Zur Erinnerung an Gerhard Jagschitz

Am 30. Juli 2018 verstarb der Zeithistoriker Gerhard Jagschitz nach langer Krankheit in Wien.

Gerhard Jagschitz wurde am 27. Oktober 1940 in Wien geboren. Er studierte an der Uni Wien Psychologie, Pädagogik, Volkskunde, Ägyptologie, Deutsche Philologie und Geschichte und promovierte 1968 mit einer Dissertation über "Die Jugend des Bundeskanzlers Engelbert Dollfuß". Von 1968 bis 1985 war er Universitäts-Assistent am Institut für Zeitgeschichte. 1985 wurde er zum Universitätsprofessor für Neuere Geschichte mit besonderer Berücksichtigung der Zeitgeschichte ernannt. Zwischen 1994 und 2001 war er Vorstand des Instituts.

Als Historiker war es ihm ein stetes Anliegen, seine Forschungsergebnisse auch einer breiten Öffentlichkeit zugänglich zu machen. Er war ein gefragter Interviewpartner bei zeithistorischen Fragen zur österreichischen Alltagsgeschichte und Geschichtspolitik. Seine Forschungsarbeiten waren prägend und wichtig für die österreichische Vergangenheitsbewältigung. Als Wissenschaftler war er zeit seines Lebens auch Kritiker der aktuellen Politik.

Seine Forschungsschwerpunkte waren u.a. Nationalsozialismus, Terror und Vernichtung im Dritten Reich, Auschwitz, Zweite Republik und Demokratie, Visual History, Photographie, Österreichische Identität und Österreich in Europa.

Der Österreichischen Mediathek war Gerhard Jagschitz über Jahrzehnte verbunden. Als unermüdlicher Zuhörer und Verfechter der Oral History als Methode in der zeithistorischen Forschung begleitete er uns seit den 1970er-Jahren. 

Wir verdanken ihm in der Mediathek sehr viel. Mit dem Interviewprojekt „Menschenleben“, das unter seiner Leitung seit 2008 an der Mediathek durchgeführt wird, erfüllte er sich wahrscheinlich auch einen wissenschaftlichen Lebenstraum und setzte dadurch großes Vertrauen in uns.

Darüber hinaus hat er uns bei so manchen Projekten und Ausstellungen begleitet, wo er durch seine präzisen Kommentare und alltagshistorischen Analysen beeindruckte.

Wir werden ihn vermissen – als hervorragenden Historiker und als großzügigen Menschen.

ENTNOMMENES MATERIAL ▸
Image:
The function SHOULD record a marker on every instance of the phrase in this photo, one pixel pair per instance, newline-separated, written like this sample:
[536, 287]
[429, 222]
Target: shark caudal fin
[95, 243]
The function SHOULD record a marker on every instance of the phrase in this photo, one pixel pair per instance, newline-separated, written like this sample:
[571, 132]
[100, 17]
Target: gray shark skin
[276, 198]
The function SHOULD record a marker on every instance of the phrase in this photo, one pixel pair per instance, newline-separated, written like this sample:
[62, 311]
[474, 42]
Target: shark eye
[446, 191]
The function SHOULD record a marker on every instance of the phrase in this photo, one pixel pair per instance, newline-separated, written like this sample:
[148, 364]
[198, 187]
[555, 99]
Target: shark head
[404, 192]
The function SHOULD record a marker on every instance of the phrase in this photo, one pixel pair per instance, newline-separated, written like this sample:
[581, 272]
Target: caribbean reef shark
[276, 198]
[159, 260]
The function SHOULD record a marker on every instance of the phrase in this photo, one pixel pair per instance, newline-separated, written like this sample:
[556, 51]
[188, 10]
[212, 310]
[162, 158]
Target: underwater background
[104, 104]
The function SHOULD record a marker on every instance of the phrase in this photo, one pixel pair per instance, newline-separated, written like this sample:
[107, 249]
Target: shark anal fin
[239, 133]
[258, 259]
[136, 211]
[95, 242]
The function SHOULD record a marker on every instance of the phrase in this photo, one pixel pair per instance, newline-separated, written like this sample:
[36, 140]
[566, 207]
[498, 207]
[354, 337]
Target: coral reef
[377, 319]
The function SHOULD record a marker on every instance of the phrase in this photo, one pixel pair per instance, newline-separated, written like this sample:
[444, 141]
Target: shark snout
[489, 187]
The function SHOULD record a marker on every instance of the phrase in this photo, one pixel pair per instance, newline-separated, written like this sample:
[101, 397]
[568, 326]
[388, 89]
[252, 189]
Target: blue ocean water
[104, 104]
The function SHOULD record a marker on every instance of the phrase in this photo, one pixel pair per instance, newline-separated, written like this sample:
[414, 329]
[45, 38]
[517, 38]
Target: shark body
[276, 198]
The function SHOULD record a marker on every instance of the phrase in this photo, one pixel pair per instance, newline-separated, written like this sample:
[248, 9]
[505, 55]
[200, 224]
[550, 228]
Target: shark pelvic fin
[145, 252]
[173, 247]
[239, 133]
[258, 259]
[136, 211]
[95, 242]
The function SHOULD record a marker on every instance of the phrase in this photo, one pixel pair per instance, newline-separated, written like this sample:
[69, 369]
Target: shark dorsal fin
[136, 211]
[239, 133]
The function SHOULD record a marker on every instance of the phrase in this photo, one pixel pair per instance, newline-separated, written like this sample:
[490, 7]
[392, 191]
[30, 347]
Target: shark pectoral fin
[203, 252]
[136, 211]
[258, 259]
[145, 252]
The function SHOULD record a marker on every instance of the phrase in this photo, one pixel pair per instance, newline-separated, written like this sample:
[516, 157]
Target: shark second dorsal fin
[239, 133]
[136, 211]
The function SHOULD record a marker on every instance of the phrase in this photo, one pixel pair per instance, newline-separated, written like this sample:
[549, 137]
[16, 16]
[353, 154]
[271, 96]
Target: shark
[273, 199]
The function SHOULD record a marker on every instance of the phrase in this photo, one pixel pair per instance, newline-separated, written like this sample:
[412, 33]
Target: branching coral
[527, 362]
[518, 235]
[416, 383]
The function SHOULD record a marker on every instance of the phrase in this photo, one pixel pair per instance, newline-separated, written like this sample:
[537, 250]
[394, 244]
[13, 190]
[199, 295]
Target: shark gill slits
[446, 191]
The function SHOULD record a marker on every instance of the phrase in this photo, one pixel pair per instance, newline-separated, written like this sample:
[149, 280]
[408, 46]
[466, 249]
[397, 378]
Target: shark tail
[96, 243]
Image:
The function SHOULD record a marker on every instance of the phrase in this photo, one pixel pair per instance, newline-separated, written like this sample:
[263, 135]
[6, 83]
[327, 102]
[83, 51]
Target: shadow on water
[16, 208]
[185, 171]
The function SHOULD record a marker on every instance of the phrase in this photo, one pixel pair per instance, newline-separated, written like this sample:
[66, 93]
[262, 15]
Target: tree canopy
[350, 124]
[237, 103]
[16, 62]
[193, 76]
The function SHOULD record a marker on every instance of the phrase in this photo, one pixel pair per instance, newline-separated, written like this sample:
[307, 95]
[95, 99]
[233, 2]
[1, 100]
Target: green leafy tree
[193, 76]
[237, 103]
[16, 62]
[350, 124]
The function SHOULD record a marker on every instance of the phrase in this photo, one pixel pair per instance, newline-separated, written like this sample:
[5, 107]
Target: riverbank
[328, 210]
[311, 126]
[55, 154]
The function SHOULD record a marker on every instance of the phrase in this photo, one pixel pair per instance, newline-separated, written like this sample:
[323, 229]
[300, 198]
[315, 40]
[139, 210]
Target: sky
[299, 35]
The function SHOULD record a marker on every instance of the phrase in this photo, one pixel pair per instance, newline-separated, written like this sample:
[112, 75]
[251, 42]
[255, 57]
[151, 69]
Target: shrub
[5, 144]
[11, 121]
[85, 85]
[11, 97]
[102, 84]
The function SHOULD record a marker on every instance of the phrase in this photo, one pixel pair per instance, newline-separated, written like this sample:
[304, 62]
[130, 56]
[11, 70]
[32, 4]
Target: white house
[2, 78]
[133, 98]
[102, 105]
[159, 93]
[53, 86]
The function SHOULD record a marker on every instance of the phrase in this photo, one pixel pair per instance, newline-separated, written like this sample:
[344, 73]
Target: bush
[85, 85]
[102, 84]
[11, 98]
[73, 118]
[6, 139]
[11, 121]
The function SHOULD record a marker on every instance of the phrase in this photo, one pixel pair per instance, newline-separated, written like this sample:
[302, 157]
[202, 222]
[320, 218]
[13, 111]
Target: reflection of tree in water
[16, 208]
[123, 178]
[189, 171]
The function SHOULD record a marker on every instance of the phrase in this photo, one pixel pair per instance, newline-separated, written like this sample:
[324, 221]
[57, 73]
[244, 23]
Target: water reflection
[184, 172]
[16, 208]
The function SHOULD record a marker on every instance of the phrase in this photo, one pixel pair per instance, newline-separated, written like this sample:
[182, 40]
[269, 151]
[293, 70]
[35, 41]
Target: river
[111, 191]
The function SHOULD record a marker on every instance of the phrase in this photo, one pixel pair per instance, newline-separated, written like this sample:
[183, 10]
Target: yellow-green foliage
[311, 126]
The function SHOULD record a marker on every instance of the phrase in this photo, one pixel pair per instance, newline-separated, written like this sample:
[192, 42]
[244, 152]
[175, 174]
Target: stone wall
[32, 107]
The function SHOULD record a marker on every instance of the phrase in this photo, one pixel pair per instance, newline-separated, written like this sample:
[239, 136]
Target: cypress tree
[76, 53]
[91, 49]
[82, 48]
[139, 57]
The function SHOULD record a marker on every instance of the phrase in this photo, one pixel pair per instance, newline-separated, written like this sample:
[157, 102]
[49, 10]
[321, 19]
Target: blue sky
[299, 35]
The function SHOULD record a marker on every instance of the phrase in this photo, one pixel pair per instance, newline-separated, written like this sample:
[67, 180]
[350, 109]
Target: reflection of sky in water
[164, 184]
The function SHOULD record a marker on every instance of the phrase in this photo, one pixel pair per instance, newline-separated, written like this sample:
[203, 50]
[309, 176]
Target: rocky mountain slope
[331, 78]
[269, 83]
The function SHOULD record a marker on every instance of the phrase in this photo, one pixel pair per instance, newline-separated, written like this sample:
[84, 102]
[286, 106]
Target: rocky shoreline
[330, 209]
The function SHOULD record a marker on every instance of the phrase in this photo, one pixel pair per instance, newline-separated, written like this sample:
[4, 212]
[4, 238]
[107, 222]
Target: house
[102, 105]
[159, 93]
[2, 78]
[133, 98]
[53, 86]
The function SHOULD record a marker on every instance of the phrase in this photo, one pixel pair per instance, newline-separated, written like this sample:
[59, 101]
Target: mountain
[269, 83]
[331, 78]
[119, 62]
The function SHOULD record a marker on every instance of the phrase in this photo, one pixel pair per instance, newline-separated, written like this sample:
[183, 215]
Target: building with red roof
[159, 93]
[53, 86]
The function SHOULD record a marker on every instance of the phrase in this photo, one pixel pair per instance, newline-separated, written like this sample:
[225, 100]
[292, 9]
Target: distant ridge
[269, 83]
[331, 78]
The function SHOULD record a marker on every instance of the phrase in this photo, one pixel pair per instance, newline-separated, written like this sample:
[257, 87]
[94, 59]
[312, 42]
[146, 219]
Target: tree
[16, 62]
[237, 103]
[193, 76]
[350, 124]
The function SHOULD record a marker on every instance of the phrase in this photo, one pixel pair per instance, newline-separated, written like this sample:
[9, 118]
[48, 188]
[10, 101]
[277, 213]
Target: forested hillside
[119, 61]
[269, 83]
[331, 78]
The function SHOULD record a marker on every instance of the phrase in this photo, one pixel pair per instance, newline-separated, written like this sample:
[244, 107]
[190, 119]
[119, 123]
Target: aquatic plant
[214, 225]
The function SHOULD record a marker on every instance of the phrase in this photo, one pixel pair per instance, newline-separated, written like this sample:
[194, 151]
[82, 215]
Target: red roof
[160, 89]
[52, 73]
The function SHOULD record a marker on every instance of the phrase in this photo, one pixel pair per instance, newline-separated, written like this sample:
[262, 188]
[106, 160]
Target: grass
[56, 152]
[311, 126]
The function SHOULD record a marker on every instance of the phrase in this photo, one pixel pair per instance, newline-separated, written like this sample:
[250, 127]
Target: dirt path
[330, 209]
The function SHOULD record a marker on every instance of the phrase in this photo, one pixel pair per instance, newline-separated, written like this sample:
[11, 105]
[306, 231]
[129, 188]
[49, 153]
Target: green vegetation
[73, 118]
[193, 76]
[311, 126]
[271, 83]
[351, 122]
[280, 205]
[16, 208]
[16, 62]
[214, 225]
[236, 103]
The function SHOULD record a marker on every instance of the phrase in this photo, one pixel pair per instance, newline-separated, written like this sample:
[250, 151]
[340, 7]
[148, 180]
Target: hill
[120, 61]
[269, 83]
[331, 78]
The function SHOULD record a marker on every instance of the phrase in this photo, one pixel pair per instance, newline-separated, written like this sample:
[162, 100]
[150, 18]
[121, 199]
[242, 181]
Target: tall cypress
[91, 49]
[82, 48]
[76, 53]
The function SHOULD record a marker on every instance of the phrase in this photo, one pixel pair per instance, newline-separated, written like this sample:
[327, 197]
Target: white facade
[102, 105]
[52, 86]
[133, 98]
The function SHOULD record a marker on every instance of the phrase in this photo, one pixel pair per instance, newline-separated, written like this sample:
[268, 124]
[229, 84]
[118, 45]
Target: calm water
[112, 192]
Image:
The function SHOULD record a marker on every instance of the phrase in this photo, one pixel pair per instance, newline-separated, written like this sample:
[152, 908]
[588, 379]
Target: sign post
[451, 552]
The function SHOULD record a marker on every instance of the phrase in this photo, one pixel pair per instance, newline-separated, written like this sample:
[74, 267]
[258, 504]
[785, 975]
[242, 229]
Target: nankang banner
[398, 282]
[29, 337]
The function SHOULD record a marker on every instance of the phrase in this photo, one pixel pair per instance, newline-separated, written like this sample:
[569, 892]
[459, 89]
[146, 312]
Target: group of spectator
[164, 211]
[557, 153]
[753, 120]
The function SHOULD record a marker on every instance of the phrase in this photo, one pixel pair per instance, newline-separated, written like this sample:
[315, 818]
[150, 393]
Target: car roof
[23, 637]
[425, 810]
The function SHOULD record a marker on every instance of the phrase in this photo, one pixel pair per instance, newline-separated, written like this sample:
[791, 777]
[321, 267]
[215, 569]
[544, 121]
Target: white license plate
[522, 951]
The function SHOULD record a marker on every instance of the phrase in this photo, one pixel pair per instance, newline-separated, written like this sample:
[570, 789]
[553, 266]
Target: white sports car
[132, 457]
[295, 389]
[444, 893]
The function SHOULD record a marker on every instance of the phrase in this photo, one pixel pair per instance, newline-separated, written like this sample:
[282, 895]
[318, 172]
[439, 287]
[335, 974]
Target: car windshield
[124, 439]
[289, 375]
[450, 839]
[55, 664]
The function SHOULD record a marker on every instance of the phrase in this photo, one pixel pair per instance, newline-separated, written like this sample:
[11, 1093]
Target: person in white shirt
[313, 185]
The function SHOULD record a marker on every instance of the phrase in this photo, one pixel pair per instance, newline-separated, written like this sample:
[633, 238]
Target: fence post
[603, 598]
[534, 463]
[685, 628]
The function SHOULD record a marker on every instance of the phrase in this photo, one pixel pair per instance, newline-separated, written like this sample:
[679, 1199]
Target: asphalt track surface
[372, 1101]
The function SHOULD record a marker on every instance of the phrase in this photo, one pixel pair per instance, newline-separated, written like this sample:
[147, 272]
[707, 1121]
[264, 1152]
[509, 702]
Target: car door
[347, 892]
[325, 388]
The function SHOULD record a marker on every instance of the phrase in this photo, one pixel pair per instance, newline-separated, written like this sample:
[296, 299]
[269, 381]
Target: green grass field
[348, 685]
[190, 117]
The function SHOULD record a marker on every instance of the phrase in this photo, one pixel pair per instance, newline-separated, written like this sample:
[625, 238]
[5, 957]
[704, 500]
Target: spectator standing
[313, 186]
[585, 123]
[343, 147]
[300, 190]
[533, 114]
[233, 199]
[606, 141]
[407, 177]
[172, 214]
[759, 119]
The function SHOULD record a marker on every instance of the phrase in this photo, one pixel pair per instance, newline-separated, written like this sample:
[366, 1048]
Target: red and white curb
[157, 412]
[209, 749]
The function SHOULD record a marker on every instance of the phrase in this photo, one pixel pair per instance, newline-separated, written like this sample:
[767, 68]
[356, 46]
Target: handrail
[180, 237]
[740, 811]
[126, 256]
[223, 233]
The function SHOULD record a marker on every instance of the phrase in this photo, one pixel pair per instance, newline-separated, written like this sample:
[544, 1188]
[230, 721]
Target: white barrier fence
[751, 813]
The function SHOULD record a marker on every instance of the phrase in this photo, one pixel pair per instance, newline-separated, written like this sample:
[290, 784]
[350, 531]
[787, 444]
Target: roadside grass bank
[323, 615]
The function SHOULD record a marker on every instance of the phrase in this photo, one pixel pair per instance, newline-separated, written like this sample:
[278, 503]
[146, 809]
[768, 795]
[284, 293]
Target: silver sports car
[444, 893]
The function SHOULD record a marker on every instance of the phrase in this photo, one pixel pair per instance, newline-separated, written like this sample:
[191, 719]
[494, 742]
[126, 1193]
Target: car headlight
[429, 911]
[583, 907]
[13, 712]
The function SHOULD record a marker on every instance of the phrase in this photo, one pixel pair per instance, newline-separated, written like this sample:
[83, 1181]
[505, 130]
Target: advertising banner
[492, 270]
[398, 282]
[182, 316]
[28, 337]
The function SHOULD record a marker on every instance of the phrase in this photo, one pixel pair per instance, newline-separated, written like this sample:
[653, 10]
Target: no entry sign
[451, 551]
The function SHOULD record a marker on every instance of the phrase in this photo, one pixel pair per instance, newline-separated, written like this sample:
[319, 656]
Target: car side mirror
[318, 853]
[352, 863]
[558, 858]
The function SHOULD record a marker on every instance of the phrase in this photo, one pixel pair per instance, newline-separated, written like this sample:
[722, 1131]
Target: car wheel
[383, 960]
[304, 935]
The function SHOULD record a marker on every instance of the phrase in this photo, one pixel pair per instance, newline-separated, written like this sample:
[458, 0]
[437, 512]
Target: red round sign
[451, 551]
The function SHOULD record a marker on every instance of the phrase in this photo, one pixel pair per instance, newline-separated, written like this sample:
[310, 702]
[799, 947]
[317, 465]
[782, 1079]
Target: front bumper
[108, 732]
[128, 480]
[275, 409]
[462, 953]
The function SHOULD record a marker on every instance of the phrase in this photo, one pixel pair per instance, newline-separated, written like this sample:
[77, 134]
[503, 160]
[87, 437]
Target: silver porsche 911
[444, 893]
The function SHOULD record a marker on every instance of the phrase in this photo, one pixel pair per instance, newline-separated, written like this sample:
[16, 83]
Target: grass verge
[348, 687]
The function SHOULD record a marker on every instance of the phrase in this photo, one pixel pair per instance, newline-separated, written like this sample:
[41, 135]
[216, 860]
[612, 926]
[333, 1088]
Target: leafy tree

ANFORDERUNG A ▸ Mit welchem Thema promovierte Gerhard Jagschitz laut dem Nachruf im Jahr 1968?
ANFORDERUNG B ▸
Prüfe anhand des Nachrufs, ob die folgenden Aussagen zutreffen. Beantworte jede mit Ja oder Nein und zitiere die entscheidenden Worte wörtlich.
(i) Gerhard Jagschitz war von 1985 bis 2001 Vorstand des Instituts.
(ii) Gerhard Jagschitz war ein gefragter Interviewpartner zur österreichischen Alltagsgeschichte und Geschichtspolitik.
(iii) Das Interviewprojekt „Menschenleben“ wird seit 2008 unter seiner Leitung an der Mediathek durchgeführt.
ANFORDERUNG C ▸ Kopiere aus dem Nachruf wortgetreu den Teil, der mit den Worten „Seine Forschungsschwerpunkte waren“ einsetzt und mit „Österreich in Europa.“ schließt.

ANTWORTFELD A ▸ Er promovierte mit einer Dissertation über „Die Jugend des Bundeskanzlers Engelbert Dollfuß“.

ANTWORTFELD B ▸
(i) Nein: „Zwischen 1994 und 2001 war er Vorstand des Instituts.“
(ii) Ja: „Er war ein gefragter Interviewpartner bei zeithistorischen Fragen zur österreichischen Alltagsgeschichte und Geschichtspolitik.“
(iii) Ja: „Mit dem Interviewprojekt „Menschenleben“, das unter seiner Leitung seit 2008 an der Mediathek durchgeführt wird“

ANTWORTFELD C ▸
Seine Forschungsschwerpunkte waren u.a. Nationalsozialismus, Terror und Vernichtung im Dritten Reich, Auschwitz, Zweite Republik und Demokratie, Visual History, Photographie, Österreichische Identität und Österreich in Europa.